**What to do**.
Answer these questions using the thread below on Dynavector XV-1s loading:
1. What formula does the thread give for resonant frequency?
2. According to the reply, what does R affect?
3. What two components form the low pass filter when R is excessively low?

**Quoted text**.
Dynavector XV-1s loading question.

Oooo ... wait a minute! I re-visited items 1 & 2 (resonant tank circuit).

The formula for resonant frequency is given by:

res. freq. = 1 / [2 * pi * sqrt (L * C) ].

I believe this is the net capacitance, but what I'm not clear on is whether the resistive load is taken into account - whether we're talking about the net capacitance as defined by the RC circuit (including the resistive load), or whether the only effect is the raw capacitive elements - without taking the "R" (resistive load) into account.

I believe it takes the resistive load into account, but perhaps Ralph can answer this question for us.

Cheers,
Thom @ Galibier

The formula for resonant frequency is given by:

res. freq. = 1 / [2 * pi * sqrt (L * C) ].

I believe this is the net capacitance, but what I'm not clear on is whether the resistive load is taken into account - whether we're talking about the net capacitance as defined by the RC circuit (including the resistive load), or whether the only effect is the raw capacitive elements - without taking the "R" (resistive load) into account.

Thom, I believe that the resonant frequency is determined purely by L and C, per the equation you cited. R will affect the degree of damping of that resonant peak.

If R is very high, say 47K, that peak will be relatively large. If R is excessively low, the low pass filter formed by L and R will cause the overall frequency response to roll off before the frequency of the resonant peak is reached. If R is optimal (with respect to damping of the resonant peak, which may or may not be optimal in terms of overall system synergy), then the response will be essentially flat up to the area of resonance, and above that frequency a smooth rolloff will occur.

As you aptly stated, "'just enough' is always the best solution."

Excerpts of pointing data
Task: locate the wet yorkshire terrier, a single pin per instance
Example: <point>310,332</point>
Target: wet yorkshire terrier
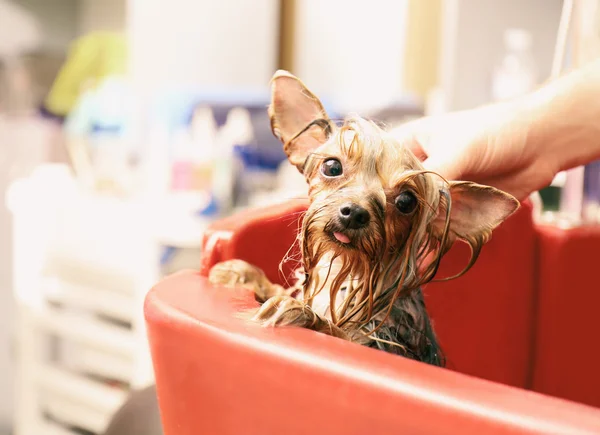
<point>374,233</point>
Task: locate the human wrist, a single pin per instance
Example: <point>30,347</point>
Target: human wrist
<point>565,126</point>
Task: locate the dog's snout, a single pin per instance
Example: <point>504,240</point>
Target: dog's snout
<point>354,216</point>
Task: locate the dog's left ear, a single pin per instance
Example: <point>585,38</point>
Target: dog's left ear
<point>293,107</point>
<point>476,210</point>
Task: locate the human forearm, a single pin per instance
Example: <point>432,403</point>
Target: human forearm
<point>565,121</point>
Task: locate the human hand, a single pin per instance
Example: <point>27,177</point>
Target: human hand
<point>491,145</point>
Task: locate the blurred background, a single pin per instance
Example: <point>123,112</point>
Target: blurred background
<point>127,126</point>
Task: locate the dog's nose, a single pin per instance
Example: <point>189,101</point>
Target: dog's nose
<point>354,216</point>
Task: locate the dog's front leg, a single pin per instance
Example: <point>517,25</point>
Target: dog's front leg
<point>239,273</point>
<point>285,310</point>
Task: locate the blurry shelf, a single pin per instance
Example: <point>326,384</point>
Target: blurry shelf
<point>84,329</point>
<point>111,303</point>
<point>86,359</point>
<point>50,428</point>
<point>98,397</point>
<point>72,413</point>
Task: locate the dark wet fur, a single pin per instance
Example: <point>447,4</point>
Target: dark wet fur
<point>410,328</point>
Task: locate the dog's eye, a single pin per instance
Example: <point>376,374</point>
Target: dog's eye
<point>332,168</point>
<point>406,202</point>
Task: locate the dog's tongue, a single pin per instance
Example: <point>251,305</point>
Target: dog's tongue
<point>341,237</point>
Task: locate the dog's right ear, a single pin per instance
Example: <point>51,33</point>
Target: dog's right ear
<point>293,107</point>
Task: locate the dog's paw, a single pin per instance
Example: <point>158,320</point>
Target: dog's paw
<point>238,273</point>
<point>284,310</point>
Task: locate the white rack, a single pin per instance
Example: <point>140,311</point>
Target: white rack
<point>82,266</point>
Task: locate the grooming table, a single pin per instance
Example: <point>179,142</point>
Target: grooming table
<point>502,326</point>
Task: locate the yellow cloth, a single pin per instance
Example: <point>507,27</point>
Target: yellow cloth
<point>91,58</point>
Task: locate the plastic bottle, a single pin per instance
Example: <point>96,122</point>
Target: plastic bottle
<point>516,74</point>
<point>237,132</point>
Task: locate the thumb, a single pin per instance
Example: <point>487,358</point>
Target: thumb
<point>447,166</point>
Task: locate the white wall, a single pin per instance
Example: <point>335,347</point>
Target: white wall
<point>101,15</point>
<point>351,50</point>
<point>473,43</point>
<point>203,42</point>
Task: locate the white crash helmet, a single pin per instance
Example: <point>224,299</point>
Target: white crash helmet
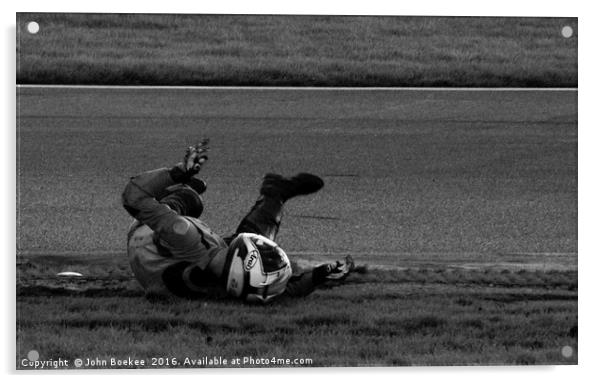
<point>256,268</point>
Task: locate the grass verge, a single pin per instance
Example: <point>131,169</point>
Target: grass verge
<point>135,49</point>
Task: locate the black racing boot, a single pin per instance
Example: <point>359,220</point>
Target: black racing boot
<point>275,185</point>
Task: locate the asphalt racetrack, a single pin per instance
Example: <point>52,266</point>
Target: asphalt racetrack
<point>472,177</point>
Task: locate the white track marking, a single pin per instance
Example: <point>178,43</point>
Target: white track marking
<point>425,255</point>
<point>301,88</point>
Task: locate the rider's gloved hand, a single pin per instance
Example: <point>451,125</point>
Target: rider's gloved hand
<point>194,158</point>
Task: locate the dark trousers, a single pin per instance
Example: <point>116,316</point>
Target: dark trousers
<point>263,219</point>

**Answer for the task**.
1. res. freq. = 1 / [2 * pi * sqrt (L * C) ]
2. The degree of damping of the resonant peak.
3. L and R.